### Requirement:
Wherever a line of the listing holds the string "lawn", copy that line.

....

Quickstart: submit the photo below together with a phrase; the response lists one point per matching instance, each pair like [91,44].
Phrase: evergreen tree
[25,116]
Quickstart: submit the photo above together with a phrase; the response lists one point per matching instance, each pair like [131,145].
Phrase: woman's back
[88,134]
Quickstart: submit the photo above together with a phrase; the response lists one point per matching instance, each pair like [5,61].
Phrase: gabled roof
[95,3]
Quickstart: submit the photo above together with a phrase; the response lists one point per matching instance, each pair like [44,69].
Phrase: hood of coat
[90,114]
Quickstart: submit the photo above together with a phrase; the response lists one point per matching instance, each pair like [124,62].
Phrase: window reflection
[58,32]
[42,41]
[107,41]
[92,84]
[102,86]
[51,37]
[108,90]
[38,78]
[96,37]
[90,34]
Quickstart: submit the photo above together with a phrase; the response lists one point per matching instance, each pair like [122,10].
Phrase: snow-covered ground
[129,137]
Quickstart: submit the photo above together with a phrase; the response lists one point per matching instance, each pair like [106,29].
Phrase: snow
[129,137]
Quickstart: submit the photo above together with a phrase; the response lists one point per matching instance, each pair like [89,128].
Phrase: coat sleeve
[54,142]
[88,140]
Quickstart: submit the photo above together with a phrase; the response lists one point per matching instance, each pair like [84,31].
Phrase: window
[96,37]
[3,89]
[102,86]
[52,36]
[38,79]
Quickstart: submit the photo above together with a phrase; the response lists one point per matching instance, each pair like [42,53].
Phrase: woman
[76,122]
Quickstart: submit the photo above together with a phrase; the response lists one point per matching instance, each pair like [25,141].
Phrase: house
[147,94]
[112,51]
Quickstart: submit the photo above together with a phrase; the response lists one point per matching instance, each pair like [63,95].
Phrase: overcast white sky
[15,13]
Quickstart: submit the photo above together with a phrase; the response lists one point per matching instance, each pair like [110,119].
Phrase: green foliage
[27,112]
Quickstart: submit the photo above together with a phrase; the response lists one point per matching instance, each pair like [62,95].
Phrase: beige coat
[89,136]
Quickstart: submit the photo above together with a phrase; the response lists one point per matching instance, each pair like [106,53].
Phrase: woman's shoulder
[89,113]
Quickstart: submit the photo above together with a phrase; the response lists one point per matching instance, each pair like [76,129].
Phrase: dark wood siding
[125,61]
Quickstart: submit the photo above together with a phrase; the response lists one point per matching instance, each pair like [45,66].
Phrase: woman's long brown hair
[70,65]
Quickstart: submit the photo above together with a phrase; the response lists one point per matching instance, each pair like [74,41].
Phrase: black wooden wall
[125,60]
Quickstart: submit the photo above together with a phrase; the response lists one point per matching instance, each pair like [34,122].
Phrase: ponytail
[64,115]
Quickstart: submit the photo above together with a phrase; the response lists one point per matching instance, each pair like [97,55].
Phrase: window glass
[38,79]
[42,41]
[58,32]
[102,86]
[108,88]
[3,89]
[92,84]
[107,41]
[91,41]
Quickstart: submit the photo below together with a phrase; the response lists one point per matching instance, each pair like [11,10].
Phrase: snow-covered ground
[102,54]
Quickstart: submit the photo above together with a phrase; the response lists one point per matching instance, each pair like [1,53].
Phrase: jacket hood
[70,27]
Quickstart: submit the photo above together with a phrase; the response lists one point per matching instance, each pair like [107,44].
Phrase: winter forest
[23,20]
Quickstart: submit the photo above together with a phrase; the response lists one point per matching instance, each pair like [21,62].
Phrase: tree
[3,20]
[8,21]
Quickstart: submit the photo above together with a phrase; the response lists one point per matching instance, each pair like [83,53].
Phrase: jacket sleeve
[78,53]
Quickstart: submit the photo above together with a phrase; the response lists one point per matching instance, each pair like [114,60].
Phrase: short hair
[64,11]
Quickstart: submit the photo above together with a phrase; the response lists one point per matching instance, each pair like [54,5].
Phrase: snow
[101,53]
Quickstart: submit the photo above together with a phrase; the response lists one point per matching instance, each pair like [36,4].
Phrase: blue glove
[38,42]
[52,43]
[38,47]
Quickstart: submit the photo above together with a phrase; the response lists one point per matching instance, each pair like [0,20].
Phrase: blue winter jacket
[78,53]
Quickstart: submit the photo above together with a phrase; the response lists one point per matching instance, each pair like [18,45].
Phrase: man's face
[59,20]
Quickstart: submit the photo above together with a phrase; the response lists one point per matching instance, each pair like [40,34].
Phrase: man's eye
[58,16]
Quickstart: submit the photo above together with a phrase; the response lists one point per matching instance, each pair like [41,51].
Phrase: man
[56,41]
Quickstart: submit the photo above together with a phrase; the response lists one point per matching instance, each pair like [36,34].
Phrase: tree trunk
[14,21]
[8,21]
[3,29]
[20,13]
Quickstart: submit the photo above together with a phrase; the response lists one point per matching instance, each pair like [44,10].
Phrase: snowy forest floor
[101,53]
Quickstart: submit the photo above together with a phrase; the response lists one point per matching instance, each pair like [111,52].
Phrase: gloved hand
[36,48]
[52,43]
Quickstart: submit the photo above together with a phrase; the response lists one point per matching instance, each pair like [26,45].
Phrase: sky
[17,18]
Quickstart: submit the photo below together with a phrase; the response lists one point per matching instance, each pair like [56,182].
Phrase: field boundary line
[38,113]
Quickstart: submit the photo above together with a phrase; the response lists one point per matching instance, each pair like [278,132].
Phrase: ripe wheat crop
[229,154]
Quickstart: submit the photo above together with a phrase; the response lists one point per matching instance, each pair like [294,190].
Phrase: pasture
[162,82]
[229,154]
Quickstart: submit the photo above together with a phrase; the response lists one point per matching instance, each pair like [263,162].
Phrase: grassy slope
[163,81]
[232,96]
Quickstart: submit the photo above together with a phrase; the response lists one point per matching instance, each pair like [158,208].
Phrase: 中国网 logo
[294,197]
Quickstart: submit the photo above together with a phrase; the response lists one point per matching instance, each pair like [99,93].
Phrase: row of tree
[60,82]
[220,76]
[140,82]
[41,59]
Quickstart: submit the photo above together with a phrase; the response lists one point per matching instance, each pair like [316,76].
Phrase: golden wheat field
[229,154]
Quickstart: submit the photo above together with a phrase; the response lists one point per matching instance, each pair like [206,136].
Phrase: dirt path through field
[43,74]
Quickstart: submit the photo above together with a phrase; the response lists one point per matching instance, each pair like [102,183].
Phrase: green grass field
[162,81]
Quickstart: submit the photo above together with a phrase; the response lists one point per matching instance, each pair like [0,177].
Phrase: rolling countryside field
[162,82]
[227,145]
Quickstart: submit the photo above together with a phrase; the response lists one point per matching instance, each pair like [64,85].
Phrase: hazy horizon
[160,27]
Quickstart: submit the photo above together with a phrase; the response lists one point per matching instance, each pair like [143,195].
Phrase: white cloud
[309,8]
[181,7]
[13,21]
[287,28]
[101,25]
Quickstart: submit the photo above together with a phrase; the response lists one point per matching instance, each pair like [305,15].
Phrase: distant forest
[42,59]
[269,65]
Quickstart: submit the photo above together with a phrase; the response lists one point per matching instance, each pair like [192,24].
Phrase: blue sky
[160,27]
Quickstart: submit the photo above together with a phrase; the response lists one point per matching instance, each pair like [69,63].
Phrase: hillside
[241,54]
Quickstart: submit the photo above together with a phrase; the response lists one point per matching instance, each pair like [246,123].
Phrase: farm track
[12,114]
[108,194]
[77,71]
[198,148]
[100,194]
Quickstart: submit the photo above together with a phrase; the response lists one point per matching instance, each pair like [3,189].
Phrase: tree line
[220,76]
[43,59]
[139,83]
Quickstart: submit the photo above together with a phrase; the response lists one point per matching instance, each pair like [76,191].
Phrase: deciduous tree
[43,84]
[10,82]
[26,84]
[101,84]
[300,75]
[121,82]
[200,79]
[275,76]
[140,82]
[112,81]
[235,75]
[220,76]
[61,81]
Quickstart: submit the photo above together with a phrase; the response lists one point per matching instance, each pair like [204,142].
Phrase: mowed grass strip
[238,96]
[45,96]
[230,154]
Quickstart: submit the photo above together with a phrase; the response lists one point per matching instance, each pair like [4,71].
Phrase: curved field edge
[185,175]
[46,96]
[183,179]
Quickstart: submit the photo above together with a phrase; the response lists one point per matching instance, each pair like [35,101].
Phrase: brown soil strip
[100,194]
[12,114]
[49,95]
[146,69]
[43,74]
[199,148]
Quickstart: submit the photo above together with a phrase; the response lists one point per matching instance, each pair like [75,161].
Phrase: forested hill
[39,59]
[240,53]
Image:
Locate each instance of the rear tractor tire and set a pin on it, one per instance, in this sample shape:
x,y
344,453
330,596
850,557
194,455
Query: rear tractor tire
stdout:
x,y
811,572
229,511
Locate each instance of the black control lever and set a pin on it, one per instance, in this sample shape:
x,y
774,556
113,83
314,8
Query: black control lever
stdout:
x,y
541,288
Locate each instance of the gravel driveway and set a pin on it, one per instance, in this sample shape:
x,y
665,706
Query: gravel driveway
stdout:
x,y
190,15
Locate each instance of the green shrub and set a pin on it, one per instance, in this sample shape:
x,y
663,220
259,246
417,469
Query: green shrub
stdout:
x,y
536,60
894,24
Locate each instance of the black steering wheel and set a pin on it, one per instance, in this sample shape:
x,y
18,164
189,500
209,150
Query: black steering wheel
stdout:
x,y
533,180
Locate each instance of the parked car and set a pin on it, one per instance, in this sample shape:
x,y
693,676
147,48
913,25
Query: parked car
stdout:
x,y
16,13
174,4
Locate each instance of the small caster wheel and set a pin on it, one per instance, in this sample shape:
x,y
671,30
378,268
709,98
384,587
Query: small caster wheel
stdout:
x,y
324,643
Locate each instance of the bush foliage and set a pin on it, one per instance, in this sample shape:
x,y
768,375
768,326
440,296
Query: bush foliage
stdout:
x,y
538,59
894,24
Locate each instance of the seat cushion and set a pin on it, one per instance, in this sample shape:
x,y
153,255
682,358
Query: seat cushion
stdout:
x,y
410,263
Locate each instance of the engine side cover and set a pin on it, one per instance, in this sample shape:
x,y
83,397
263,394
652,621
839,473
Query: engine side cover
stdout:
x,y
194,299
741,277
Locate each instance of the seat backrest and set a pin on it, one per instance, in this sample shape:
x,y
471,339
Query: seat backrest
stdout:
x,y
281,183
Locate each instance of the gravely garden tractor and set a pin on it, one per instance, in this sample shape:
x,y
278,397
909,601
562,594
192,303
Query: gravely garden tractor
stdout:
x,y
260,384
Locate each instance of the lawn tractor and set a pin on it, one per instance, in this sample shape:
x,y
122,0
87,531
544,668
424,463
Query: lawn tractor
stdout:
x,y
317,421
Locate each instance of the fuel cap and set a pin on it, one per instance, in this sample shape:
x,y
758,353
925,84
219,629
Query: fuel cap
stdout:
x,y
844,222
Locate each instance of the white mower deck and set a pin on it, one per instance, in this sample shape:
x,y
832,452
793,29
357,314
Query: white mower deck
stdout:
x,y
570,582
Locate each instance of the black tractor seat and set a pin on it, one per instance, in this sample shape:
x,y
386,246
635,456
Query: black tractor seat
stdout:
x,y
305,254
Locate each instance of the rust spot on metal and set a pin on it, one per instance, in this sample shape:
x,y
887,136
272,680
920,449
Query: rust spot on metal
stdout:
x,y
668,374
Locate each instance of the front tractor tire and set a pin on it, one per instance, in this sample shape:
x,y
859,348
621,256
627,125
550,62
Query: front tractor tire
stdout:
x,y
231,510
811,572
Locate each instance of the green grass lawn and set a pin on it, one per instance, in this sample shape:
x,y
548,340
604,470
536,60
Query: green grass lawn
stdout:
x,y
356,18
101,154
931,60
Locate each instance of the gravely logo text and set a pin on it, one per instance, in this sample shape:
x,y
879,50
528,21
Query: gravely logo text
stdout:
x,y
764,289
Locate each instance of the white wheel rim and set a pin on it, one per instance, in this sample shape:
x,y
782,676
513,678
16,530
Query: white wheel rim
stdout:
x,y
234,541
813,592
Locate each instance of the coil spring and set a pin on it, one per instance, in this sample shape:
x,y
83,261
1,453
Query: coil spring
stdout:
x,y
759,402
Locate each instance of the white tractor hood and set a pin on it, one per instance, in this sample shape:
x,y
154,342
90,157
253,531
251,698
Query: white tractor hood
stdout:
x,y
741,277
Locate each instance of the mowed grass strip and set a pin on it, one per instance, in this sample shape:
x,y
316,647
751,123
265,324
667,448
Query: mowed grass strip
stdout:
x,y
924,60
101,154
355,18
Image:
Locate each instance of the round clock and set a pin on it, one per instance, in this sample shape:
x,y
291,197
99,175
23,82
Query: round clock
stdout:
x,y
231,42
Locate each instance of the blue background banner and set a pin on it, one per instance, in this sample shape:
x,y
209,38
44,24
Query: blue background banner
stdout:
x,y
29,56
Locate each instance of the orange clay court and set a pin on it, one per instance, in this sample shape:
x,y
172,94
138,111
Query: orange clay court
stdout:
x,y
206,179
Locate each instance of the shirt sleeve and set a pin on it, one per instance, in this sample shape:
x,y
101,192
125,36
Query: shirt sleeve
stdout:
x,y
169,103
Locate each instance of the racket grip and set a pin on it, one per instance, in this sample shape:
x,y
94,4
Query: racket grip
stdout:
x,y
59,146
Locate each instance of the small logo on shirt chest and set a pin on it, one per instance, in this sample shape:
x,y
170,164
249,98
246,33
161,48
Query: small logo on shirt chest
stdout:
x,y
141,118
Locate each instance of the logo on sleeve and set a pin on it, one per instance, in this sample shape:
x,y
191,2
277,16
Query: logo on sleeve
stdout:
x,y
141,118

....

### Exercise output:
Locate each instance of the lawn tractor and set a pin on it, one per instance, in this sample shape:
Query: lawn tractor
Locate each instance of the green grass lawn and set a pin on it, one per instance, in this sample shape:
Query: green grass lawn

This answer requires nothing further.